What this exercise asks =>
[a] Print the text on prior patents from "U.S. Pat. No. 6,465,601" to "and yellowing resistant.".
[b] Answer these questions using the text on prior patents.
(i) According to U.S. Pat. No. 6,465,601, what role do Mannich base compounds play?
(ii) Which patent publication discloses a method for clarifying colored aqueous waste liquids or waste water?
(iii) In which systems does U.S. Pat. No. 4,877,578 use polyamine/formaldehyde reaction products as corrosion inhibitors?
[c] Using the text on prior patents, explain why there is a strong desire to replace DETA in the fast curing epoxy resin systems of WO 2013003202.

U.S. Pat. No. 4,269,742 discloses the preparation and use of Mannich base compounds as epoxy hardener to produce tack-free films at low temperature.
U.S. Pat. No. 6,465,601 discloses Mannich base compounds as accelerators for curable epoxy systems. There is a need in the industry to develop amine-epoxy compositions that are fast cure at low temperature and yellowing resistant.
WO 2013003202 discloses fast curing epoxy resin systems using mixtures of amine hardeners which are based on diethylene triamine (DETA). The epoxy resin systems and hardeners of this application are in particular suited for processes were short cycle times are desirable, such as resin transfer moulding under (high) pressure to make automotive parts. A significant issue with this application is the presence of DETA, which is coming under regulatory pressure because of health and safety aspects. There is a strong desire to replace DETA with an alternative curing agent, while retaining the benefits of good reactivity, such as low initial viscosity, good open time and fast cure. A high glass transition temperature would be a further advantage, if it could be obtained without comprising the needed curing characteristics.
U.S. Pat. No. 2,643,977 discloses a method of inhibiting metal corrosion using reaction product from diethylenetriamine with an aldehyde to form an imidazolidine intermediate and the final product was found to have corrosion-preventing properties.
U.S. Pat. No. 4,877,578 discloses the use of polyamine/formaldehyde reaction products as corrosion inhibitors for refinery overhead systems. The reaction products are described as a complex mixture including alkylene-bridged diethyleneamine triamines.
Chinese Patent Publication CN103333136 discloses a preparation method of a polyaminoamide cationic asphalt emulsifier. The patent discloses a reaction of polyethylene polyamine and formaldehyde, but does not describe the products of the reaction, and only discusses the products of the reaction as an intermediate product which is reacted with an organic acid and a quaternary ammonium reagent to generate a polyaminoamide cationic asphalt emulsifier.
German Patent Publication DE2321509 discloses a method for clarifying colored aqueous waste liquids or waste water, which includes use of water soluble condensation products of an aliphatic amino compound, such as diethylenetriamine, with a C1 to C4 aliphatic aldehyde.

Entries supplied =>
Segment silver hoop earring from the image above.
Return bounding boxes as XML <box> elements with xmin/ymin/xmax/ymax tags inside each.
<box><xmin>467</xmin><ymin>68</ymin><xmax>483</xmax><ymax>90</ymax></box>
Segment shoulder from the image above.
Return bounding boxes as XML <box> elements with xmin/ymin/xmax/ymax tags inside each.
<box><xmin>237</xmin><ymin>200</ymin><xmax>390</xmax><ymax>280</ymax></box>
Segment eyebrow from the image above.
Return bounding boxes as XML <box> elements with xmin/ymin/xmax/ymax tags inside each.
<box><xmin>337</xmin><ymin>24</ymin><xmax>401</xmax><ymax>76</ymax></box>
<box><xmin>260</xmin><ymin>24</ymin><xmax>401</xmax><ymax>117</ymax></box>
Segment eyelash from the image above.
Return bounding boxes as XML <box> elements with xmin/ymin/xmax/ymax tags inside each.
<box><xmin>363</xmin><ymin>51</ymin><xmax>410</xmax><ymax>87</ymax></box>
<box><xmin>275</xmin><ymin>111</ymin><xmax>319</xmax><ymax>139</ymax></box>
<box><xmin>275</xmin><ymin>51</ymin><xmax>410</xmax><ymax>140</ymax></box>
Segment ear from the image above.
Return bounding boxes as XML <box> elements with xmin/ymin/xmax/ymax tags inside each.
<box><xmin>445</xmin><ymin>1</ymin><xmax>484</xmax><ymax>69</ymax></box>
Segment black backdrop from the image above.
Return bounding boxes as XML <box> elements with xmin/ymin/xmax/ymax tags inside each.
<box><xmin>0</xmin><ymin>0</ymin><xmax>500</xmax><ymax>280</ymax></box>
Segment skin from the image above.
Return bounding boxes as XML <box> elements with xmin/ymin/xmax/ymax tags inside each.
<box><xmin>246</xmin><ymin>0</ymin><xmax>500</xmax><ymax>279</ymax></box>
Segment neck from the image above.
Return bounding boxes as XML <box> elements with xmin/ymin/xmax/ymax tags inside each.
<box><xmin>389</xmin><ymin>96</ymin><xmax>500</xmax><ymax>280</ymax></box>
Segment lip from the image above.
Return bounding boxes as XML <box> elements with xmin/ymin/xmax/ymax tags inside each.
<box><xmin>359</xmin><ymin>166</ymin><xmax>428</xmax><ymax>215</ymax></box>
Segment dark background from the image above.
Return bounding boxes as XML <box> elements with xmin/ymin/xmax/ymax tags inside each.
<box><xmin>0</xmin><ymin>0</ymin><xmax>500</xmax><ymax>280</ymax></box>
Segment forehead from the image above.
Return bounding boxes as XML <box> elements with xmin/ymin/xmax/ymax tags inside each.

List of answers =>
[a]
U.S. Pat. No. 6,465,601 discloses Mannich base compounds as accelerators for curable epoxy systems. There is a need in the industry to develop amine-epoxy compositions that are fast cure at low temperature and yellowing resistant.

[b]
(i) They act as accelerators for curable epoxy systems.
(ii) German Patent Publication DE2321509.
(iii) Refinery overhead systems.

[c] DETA is coming under regulatory pressure because of health and safety aspects. Its presence is therefore a significant issue for this application. The aim is to find an alternative curing agent that keeps the benefits of good reactivity.